FRAGMENTO DEL DOCUMENTO:
########################################
Neide, entonces, miró hacia el cielo, que ya se iba despejando y gritó: ¡Gracias, Señor!

domingo, 13 de mayo de 2012

¿Búfalo o gata paseandera?

Descanso sobre la alfombra de piedra pómez, rugosa pero pulida, y miro el cielo que comienza a aclarar, cuando las estrellas se desvanecen. El alba despunta y unos rayos arañan tras el cerro. Doy vuelta mi cabeza y al ras del suelo, palpo las piedras redonditas, como terciopelo. Se iluminan en su superficie y las sombras profundizan cada poro. No sé todavía si es el run run de las olas del lago patagónico, o son los huequitos oscuros, los que me llevan a ver escenarios ya vividos.
########################################
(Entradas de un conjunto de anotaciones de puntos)
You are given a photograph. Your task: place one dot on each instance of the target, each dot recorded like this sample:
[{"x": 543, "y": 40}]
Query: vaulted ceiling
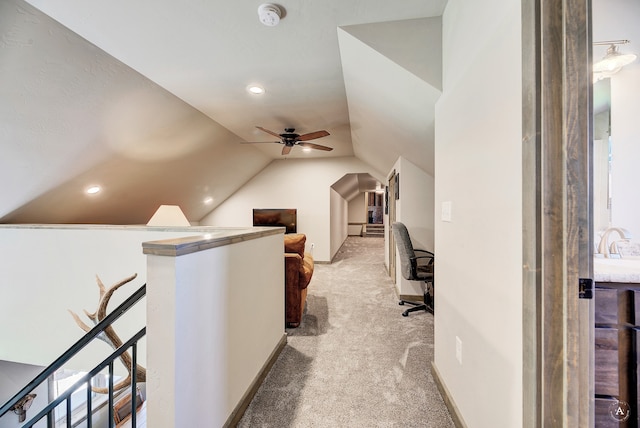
[{"x": 149, "y": 100}]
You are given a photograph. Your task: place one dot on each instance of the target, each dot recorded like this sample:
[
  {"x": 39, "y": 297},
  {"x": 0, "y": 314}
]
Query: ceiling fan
[{"x": 289, "y": 138}]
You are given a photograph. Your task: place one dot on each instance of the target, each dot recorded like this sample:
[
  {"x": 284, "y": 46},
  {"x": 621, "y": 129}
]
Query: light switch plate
[{"x": 446, "y": 211}]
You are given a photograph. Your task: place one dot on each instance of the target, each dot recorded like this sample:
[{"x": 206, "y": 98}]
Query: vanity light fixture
[{"x": 613, "y": 61}]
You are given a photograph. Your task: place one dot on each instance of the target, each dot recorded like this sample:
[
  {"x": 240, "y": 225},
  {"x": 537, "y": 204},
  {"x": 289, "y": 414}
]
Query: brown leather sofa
[{"x": 298, "y": 269}]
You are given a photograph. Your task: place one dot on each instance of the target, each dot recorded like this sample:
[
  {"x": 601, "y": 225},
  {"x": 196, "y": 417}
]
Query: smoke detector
[{"x": 269, "y": 14}]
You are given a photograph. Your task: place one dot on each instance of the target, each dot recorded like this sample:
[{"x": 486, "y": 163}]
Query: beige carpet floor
[{"x": 354, "y": 361}]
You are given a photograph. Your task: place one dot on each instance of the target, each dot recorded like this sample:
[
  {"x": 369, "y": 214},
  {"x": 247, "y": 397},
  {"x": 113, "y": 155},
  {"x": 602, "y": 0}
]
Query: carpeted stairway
[{"x": 355, "y": 361}]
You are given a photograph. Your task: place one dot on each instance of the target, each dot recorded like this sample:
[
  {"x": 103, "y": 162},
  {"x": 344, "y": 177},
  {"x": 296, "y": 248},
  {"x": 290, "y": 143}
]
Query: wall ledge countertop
[{"x": 616, "y": 270}]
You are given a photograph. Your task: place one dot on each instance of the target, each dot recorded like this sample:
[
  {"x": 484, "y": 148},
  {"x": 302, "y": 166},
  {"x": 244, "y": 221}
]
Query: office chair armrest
[
  {"x": 417, "y": 251},
  {"x": 429, "y": 258}
]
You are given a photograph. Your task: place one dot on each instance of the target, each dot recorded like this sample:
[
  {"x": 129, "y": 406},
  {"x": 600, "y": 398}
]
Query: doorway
[{"x": 390, "y": 206}]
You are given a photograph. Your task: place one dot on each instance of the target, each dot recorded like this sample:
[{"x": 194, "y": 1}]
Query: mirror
[{"x": 616, "y": 129}]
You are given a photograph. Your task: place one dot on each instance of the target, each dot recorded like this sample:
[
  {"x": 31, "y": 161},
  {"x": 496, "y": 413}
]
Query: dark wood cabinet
[{"x": 617, "y": 329}]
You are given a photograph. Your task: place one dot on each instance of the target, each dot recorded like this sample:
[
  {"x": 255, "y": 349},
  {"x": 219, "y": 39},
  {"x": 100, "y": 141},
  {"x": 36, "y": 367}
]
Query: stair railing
[{"x": 48, "y": 411}]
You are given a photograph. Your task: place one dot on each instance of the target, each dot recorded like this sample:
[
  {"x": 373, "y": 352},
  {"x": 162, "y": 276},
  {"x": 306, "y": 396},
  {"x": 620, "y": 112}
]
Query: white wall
[
  {"x": 479, "y": 253},
  {"x": 44, "y": 271},
  {"x": 215, "y": 317},
  {"x": 13, "y": 377},
  {"x": 625, "y": 150},
  {"x": 292, "y": 183},
  {"x": 415, "y": 210}
]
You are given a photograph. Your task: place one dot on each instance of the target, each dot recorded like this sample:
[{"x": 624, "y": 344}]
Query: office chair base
[{"x": 427, "y": 306}]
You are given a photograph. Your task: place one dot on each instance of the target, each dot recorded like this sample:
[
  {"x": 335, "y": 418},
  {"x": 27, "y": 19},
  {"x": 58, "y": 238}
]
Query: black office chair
[{"x": 416, "y": 265}]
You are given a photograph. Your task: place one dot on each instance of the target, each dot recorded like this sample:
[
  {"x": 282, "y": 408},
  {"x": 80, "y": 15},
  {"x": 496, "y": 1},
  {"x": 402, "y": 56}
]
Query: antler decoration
[{"x": 109, "y": 335}]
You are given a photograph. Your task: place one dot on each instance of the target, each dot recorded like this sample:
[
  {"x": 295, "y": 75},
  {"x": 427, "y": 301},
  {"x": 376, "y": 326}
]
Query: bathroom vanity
[{"x": 617, "y": 334}]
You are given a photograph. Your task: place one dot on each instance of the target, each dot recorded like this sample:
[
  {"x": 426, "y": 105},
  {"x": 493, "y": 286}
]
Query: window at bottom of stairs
[{"x": 65, "y": 379}]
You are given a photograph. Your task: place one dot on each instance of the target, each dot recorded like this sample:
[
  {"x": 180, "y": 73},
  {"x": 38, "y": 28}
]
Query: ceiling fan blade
[
  {"x": 312, "y": 135},
  {"x": 316, "y": 146},
  {"x": 286, "y": 149},
  {"x": 268, "y": 132}
]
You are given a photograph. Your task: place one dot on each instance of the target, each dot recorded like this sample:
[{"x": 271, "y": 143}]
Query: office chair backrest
[{"x": 405, "y": 248}]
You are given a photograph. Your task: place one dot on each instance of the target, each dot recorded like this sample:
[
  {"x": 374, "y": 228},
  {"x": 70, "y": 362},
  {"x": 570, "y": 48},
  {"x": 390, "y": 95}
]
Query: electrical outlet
[
  {"x": 446, "y": 211},
  {"x": 459, "y": 350}
]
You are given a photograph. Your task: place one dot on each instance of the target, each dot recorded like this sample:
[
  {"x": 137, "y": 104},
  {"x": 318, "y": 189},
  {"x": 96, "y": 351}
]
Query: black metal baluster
[
  {"x": 68, "y": 402},
  {"x": 111, "y": 420},
  {"x": 89, "y": 403},
  {"x": 134, "y": 363}
]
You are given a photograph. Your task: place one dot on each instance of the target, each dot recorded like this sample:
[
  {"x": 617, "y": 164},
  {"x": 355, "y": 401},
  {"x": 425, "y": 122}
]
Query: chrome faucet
[{"x": 604, "y": 248}]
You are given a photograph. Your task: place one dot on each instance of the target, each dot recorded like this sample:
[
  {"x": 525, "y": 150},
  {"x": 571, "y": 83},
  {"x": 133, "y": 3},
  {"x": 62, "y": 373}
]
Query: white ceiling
[{"x": 149, "y": 97}]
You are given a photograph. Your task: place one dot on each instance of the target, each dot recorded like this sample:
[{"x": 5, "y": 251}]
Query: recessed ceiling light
[
  {"x": 255, "y": 89},
  {"x": 92, "y": 190},
  {"x": 269, "y": 14}
]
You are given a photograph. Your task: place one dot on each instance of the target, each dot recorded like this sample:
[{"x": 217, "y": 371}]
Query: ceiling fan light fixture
[
  {"x": 255, "y": 89},
  {"x": 269, "y": 14}
]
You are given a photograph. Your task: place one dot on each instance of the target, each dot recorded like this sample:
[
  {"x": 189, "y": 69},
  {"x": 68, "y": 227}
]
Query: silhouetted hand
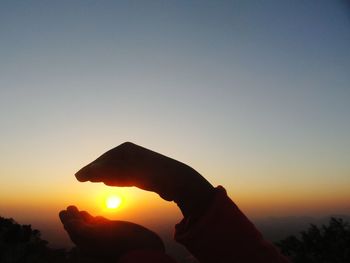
########################################
TAREA A RESOLVER: En el fragmento, ¿qué dos posibles causas señala quien narra por las que llega a ver escenarios ya vividos? Explícalo en una a tres oraciones, por favor. Los datos son material aparte y no guardan relación con el fragmento.

RESPUESTA: Quien narra no sabe todavía si es el run run de las olas del lago patagónico o si son los huequitos oscuros de las piedras lo que le lleva a ver escenarios ya vividos.